- **Objective**
Update the lines of the data below from the line containing "of the vertical" through the line containing "(230, 1043)", inclusive, changing "concrete ledge" to "stone ledge" and keeping everything else the same. Return only those lines.

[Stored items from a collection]
+---+
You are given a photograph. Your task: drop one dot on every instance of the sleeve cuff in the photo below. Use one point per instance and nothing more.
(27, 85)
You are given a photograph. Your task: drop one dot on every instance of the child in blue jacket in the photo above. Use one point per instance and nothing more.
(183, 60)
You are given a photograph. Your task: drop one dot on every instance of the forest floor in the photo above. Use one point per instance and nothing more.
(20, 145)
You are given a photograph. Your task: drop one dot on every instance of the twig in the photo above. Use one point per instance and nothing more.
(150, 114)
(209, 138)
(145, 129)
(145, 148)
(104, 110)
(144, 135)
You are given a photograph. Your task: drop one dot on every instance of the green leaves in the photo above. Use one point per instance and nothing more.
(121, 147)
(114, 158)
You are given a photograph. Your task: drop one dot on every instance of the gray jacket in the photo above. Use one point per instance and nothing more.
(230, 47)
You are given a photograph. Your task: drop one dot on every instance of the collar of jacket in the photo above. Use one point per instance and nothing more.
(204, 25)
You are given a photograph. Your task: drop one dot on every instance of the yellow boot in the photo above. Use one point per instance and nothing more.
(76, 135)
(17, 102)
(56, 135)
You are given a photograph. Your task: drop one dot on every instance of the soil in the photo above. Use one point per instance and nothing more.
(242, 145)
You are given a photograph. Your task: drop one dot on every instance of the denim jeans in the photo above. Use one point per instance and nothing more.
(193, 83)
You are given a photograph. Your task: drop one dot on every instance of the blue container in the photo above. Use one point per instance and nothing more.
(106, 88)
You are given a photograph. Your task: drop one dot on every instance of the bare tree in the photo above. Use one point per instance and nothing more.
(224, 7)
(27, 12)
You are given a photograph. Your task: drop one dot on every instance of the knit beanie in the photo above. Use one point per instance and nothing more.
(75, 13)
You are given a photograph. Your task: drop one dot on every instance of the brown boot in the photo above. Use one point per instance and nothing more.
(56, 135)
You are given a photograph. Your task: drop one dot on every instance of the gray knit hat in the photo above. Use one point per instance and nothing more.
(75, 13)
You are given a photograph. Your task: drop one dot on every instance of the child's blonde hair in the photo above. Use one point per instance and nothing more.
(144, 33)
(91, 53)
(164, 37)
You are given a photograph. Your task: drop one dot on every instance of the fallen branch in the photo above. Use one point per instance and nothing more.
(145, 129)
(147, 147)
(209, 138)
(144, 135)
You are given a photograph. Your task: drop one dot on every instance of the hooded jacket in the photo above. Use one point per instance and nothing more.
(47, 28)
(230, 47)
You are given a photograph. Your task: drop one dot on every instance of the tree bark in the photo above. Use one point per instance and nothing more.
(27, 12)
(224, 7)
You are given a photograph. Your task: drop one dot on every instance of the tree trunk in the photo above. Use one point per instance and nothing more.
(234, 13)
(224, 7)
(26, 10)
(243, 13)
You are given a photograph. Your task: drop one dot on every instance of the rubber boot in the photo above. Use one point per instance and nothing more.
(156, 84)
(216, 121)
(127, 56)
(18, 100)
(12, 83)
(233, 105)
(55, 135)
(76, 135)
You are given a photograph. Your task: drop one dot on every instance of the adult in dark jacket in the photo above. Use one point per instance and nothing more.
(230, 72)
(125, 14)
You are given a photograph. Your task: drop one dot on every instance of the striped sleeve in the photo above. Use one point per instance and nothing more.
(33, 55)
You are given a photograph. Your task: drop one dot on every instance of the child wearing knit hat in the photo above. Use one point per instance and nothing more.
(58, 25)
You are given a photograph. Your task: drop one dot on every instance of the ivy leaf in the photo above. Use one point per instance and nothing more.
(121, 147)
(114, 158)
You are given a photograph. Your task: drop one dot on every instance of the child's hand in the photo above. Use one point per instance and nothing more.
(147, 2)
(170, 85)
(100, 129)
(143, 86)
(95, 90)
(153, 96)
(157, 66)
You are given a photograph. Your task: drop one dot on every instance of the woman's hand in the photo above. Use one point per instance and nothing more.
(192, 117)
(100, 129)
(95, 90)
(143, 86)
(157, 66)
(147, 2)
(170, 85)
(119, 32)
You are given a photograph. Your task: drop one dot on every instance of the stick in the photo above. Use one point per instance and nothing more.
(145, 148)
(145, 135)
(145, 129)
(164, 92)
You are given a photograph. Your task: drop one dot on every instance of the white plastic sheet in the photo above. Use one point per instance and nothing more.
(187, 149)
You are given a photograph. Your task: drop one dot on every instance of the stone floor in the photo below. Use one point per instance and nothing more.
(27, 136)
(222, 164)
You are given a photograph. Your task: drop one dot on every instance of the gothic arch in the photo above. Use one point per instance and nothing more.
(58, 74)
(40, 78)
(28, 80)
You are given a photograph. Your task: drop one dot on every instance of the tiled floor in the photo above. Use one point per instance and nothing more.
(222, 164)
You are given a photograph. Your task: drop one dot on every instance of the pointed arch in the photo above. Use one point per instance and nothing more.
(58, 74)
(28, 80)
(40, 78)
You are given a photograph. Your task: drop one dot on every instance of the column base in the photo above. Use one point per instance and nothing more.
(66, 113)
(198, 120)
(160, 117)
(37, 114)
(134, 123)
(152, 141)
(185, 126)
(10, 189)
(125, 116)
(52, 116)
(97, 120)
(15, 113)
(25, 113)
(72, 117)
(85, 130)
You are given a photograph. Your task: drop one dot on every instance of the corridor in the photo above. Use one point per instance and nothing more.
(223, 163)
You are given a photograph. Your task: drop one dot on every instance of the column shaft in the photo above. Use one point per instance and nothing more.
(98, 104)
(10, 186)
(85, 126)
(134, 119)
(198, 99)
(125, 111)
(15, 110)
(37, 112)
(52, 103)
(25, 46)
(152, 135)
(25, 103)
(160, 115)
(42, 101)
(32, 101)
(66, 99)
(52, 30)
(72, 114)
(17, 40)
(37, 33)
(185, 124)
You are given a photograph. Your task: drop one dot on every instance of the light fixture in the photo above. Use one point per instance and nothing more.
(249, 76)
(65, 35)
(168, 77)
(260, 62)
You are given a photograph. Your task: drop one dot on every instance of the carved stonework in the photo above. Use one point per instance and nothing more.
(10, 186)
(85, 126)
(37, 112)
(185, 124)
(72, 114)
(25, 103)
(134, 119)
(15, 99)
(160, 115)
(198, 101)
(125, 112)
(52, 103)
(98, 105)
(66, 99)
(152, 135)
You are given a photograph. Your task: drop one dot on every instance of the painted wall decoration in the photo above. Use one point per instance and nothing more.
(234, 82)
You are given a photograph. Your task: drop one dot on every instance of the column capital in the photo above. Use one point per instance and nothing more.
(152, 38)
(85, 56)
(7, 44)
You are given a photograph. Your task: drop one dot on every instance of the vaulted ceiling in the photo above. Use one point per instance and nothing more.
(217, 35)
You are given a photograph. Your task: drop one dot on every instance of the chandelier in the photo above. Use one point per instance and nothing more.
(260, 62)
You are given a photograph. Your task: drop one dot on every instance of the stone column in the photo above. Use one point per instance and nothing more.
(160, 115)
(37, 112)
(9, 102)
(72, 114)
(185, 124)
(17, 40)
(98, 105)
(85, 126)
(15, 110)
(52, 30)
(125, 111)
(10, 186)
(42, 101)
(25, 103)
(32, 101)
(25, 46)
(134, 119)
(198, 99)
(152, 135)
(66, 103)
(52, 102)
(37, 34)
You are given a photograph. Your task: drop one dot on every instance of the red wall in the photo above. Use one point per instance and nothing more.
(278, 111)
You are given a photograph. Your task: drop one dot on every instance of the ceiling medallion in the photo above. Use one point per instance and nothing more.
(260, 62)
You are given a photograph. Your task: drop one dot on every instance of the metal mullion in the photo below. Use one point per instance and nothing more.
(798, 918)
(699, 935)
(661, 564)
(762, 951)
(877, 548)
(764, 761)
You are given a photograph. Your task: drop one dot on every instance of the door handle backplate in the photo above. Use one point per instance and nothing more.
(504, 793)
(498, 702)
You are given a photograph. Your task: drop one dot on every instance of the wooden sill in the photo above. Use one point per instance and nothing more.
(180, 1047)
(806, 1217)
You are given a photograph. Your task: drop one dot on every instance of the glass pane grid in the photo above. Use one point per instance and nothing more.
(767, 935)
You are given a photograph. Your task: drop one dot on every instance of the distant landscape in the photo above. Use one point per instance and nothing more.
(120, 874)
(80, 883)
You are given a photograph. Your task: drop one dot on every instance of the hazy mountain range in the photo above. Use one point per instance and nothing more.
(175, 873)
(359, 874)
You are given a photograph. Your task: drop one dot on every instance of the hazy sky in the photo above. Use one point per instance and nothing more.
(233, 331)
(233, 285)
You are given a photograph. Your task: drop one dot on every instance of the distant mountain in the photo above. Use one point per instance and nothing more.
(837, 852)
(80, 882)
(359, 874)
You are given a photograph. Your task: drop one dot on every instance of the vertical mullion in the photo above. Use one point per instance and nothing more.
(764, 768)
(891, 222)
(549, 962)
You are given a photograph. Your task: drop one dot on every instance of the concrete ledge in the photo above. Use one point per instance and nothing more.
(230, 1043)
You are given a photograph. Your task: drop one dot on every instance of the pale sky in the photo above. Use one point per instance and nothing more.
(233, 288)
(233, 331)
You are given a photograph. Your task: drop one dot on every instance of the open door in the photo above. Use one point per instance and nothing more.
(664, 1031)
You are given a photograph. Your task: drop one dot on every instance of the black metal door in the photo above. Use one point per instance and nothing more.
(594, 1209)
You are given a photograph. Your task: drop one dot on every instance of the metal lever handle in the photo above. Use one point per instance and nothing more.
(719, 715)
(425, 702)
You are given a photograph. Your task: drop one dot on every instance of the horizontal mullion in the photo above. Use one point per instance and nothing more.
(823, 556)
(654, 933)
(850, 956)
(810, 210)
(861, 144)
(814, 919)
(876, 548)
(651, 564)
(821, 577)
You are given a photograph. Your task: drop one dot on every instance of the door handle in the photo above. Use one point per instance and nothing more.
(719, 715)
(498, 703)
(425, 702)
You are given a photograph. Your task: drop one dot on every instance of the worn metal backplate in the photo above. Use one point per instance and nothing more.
+---+
- **Complete answer**
You are given a photograph. Your task: drop one dot on every instance of the vertical mullion in the photo above. Use one point per instance and nothing more.
(764, 768)
(891, 222)
(549, 962)
You are given a photograph. Your task: drop one dot on every instance of the stone ledge in the photo above. Use one point per instance and nothing more.
(230, 1043)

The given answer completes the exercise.